_Text to read_.
— Begin —

Happy partnership
The secret of happy partnerships 👥 🫂
How to have a successful partnership?
Do you have the problem that your relationships fall apart again after a short time? That you are not happy in your relationships? Or maybe you don’t really know why your relationships are failing? In this article, we get to the bottom of the question of what the secret to long, fulfilling and happy relationships is
Happy partnerships require work
Many people have their dream partner in mind, who magically appears in their imagination at some point. They imagine that everything will be different with this one person. They tell themselves that their previous partnerships only didn’t work out because they hadn’t yet found the right partner. Do you feel the same way?
Then it’s all too easy to forget that a relationship won’t work out perfectly by itself. It takes a good deal of self-reflection to have a happy relationship that doesn’t end after a few months. What is important in a relationship? And what should you pay attention to if you want to have a happy relationship?
If your relationship is not happy at the moment, we have also put together some tips in the following link that can help you to save your relationship. Below you will find further specific tips that can help you and your partner to build a close relationship and be happy together.
John Gottman researches happy partnerships
The American psychologist, professor emeritus of psychology and author John Gottman has spent a considerable part of his life passionately pursuing the secret of fulfilling, happy relationships. His enthusiasm for this topic stemmed from the fact that he himself stumbled from one disastrous relationship to another.
He therefore joined forces with the then assistant professor Robert Levenson in the 1970s. The two of them began to analyze the relationships of different couples — in their relationship laboratory.
During the sessions, they had them talk about various topics. These included areas that were associated with conflict in their everyday lives and areas that they associated with positive emotions. The researchers filmed the couples and measured their heart rate, blood flow and sweat production.
By interviewing the participants again three years later, they found out which of the couples were still in a happy relationship. Over the years, Gottman and Levenson studied countless other couples and were eventually able to predict with a probability of up to 94% whether they would divorce.
Love Lab — The relationship laboratory
When John Gottman met his wife Julie, who was also a psychologist, he founded the so-called “Love Lab” with her — a relationship laboratory that was set up like an apartment. In other words, it was no ordinary apartment, but a room equipped with mirrored glass panes and cameras.
John Gottman and Julie invited couples to spend a few hours or days there and do the everyday things they did in their free time. This could be eating together, watching TV or reading. Their bodily functions were monitored via devices that they wore. Stress hormones from their urine were also examined and facial expressions and emotions analyzed.
Through this years-long research with data from thousands of couples, John Gottman finally discovered what makes a good relationship and the secret behind a happy partnership (1).

— End —

_Material provided_.
— Begin —

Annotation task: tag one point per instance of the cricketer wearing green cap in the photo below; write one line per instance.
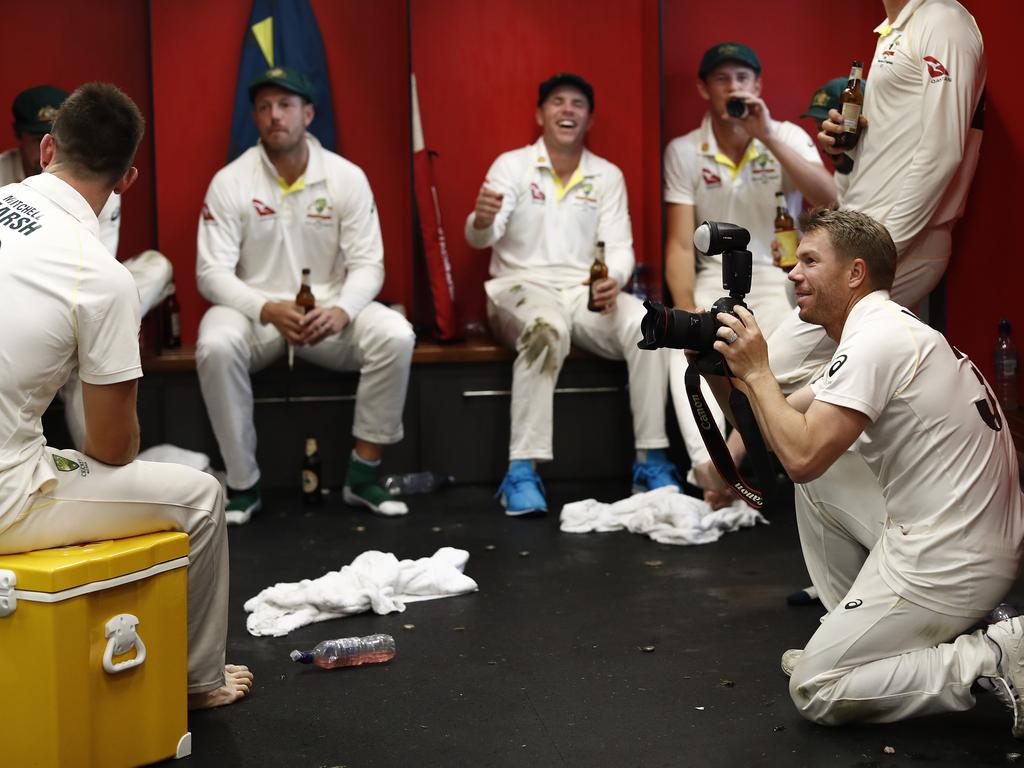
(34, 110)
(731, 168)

— End —
— Begin —

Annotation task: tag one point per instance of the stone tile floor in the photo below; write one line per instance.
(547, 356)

— End —
— Begin —

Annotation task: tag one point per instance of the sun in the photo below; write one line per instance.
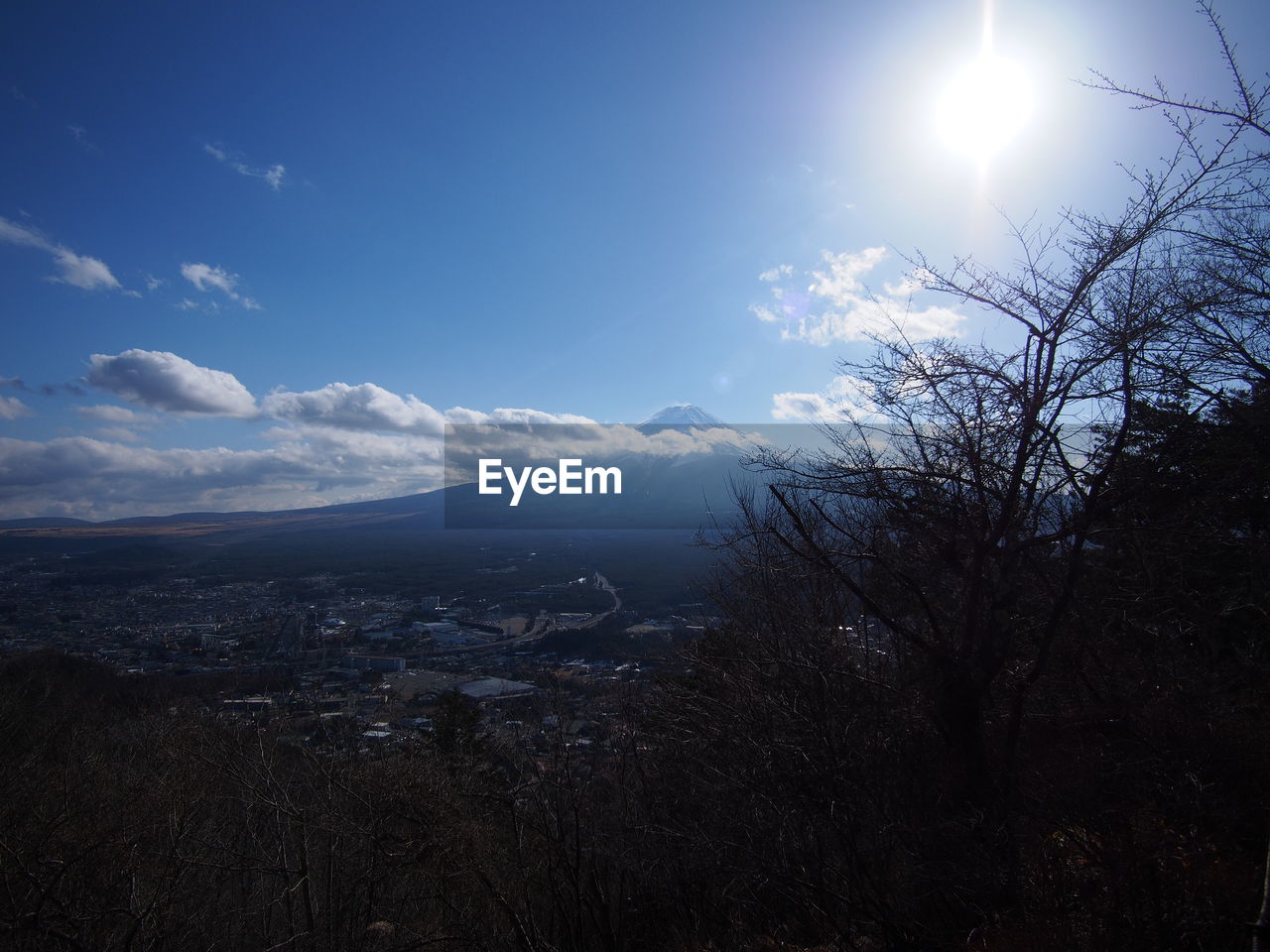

— End —

Translate this sentence from the text on happy partnerships into Spanish: "The researchers filmed the couples and measured their heart rate, blood flow and sweat production."

_Solution below_. Los investigadores filmaron a las parejas y midieron su frecuencia cardíaca, su flujo sanguíneo y su producción de sudor.